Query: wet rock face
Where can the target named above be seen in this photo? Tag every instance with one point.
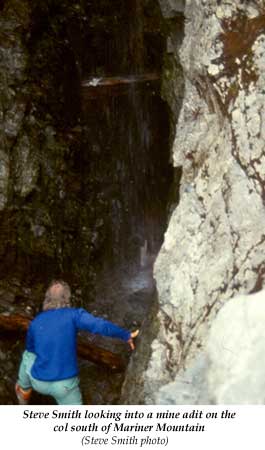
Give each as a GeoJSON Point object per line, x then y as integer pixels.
{"type": "Point", "coordinates": [214, 245]}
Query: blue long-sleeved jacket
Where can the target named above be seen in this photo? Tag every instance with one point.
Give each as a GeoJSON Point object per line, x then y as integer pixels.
{"type": "Point", "coordinates": [52, 337]}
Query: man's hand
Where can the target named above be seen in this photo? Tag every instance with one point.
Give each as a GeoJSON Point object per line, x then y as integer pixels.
{"type": "Point", "coordinates": [134, 334]}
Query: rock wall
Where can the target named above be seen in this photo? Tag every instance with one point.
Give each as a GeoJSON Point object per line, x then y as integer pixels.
{"type": "Point", "coordinates": [215, 242]}
{"type": "Point", "coordinates": [47, 195]}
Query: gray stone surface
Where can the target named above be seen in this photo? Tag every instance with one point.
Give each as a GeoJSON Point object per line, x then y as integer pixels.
{"type": "Point", "coordinates": [215, 242]}
{"type": "Point", "coordinates": [236, 348]}
{"type": "Point", "coordinates": [171, 7]}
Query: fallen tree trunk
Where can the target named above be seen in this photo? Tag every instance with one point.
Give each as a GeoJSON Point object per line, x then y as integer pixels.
{"type": "Point", "coordinates": [86, 350]}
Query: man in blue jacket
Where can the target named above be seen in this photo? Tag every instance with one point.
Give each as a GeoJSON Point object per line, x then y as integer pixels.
{"type": "Point", "coordinates": [49, 363]}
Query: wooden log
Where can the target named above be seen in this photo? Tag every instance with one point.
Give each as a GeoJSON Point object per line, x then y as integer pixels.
{"type": "Point", "coordinates": [116, 86]}
{"type": "Point", "coordinates": [85, 350]}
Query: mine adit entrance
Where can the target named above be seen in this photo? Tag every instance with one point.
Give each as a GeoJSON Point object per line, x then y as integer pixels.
= = = = =
Problem description> Beginning at the line above with "Query: gray stone surface" and finishing at the line with "Query: man in blue jacket", return each line exactly and return nothing else.

Solution for this problem>
Query: gray stone surface
Where can the target named above be seen in this photo? Tag every instance with one point.
Give each as a GeoJSON Point object per line, x then y as integer pixels.
{"type": "Point", "coordinates": [215, 242]}
{"type": "Point", "coordinates": [236, 348]}
{"type": "Point", "coordinates": [171, 7]}
Query: fallen tree trunk
Where can the target named above be seen in this photo? Tag every instance with one point.
Give each as a GeoJSON Point object per line, x then y as integer pixels.
{"type": "Point", "coordinates": [86, 350]}
Query: man in blue jacket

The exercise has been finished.